-- Start of Information supplied --
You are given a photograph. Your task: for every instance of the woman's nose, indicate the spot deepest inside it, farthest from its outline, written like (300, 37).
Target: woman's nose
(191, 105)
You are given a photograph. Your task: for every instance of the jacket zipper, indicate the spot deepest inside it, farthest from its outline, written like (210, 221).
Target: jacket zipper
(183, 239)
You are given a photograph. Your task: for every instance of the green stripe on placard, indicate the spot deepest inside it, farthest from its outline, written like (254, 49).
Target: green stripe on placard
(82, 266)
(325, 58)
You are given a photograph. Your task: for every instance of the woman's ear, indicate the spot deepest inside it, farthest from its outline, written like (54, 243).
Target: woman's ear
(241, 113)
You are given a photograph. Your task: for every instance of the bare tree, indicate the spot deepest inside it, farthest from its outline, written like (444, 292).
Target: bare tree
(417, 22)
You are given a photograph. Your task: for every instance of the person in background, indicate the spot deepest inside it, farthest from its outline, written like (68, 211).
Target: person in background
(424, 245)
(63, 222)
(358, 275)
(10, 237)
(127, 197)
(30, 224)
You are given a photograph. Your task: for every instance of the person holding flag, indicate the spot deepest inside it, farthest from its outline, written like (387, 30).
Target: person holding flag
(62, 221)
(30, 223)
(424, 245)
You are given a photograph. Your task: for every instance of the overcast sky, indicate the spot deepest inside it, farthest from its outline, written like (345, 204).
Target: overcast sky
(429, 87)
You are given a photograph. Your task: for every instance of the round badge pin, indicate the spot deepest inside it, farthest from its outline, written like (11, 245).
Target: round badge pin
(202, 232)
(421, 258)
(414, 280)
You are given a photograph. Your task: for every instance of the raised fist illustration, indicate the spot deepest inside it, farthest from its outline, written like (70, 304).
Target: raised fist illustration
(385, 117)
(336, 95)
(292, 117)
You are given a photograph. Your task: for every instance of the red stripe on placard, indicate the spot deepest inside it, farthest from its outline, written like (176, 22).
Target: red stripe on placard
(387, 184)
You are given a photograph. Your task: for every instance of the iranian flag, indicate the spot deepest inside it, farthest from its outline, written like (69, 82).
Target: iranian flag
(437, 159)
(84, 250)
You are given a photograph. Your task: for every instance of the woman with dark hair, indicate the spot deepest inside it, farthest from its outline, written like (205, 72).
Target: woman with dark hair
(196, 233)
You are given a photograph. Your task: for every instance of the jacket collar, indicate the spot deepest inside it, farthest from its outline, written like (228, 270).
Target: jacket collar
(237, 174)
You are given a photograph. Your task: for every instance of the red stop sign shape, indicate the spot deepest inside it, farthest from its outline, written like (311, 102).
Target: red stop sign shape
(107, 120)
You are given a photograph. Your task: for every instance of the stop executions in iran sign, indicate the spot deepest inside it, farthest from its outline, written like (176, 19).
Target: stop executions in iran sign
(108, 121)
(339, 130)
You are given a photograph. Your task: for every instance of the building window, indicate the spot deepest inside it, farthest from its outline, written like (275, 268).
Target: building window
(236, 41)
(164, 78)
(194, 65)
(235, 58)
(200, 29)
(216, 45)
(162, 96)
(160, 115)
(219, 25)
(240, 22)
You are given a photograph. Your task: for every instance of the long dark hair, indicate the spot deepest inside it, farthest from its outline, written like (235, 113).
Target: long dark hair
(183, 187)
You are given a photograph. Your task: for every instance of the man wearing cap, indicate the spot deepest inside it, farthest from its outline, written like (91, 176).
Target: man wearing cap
-- End of Information supplied --
■ Task directions:
Write out once more the lines above beginning at the line with "like (70, 304)."; continue through the final line and stop there.

■ The answer:
You are given a photograph. Your task: for every instance of the raised fist illustration, indicate the spot deepest inside it, farthest from its outline, written like (70, 304).
Target: raised fist illustration
(385, 117)
(336, 95)
(292, 117)
You are given a photograph. Your task: for every instance of the red stripe on placard, indicate the spot deepest inside it, farthest from its outline, written like (176, 22).
Target: red stripe on placard
(387, 184)
You are given a photograph. Your task: for every instance of the iranian flag, indicate the spot deepest inside it, farthest from its outline, written like (69, 82).
Target: iranian flag
(437, 159)
(84, 250)
You are given a photograph. Your task: for every instance of the woman with dark hair, indicate the spot deepest inside it, farthest from its outline, written like (205, 72).
Target: woman with dark hair
(196, 233)
You are given a photograph. Your task: for every instance of the jacket collar, indicate the spot deepest inside it, farthest from its outline, written like (228, 270).
Target: jacket collar
(237, 174)
You are given a photograph. Your task: for every instance of the red stop sign shape, indicate the spot deepest inside it, farthest from its outline, written like (311, 102).
Target: red stop sign shape
(107, 120)
You are given a photograph. Your task: for every instance of the stop executions in iran sign, indicate the spot deepest inside it, farthest from its outline, written like (176, 19).
Target: stop executions in iran sign
(108, 121)
(339, 130)
You are given a photograph. Your task: for every instance of the building window, indicate the spot deepest inside it, farthest from its outline, written like (275, 268).
Target: building window
(236, 41)
(164, 78)
(194, 65)
(235, 58)
(200, 29)
(216, 45)
(162, 96)
(160, 115)
(219, 25)
(240, 22)
You are given a photograph. Your task: for every instance of the long dark hair, indicate the spot deepest inside it, farthest from its outline, written like (235, 113).
Target: long dark hair
(183, 187)
You are given a photograph. Your task: for every instance of the man wearing cap, indicate the spot deepest inside it, farthest from its outline, written like (91, 176).
Target: man wearing cap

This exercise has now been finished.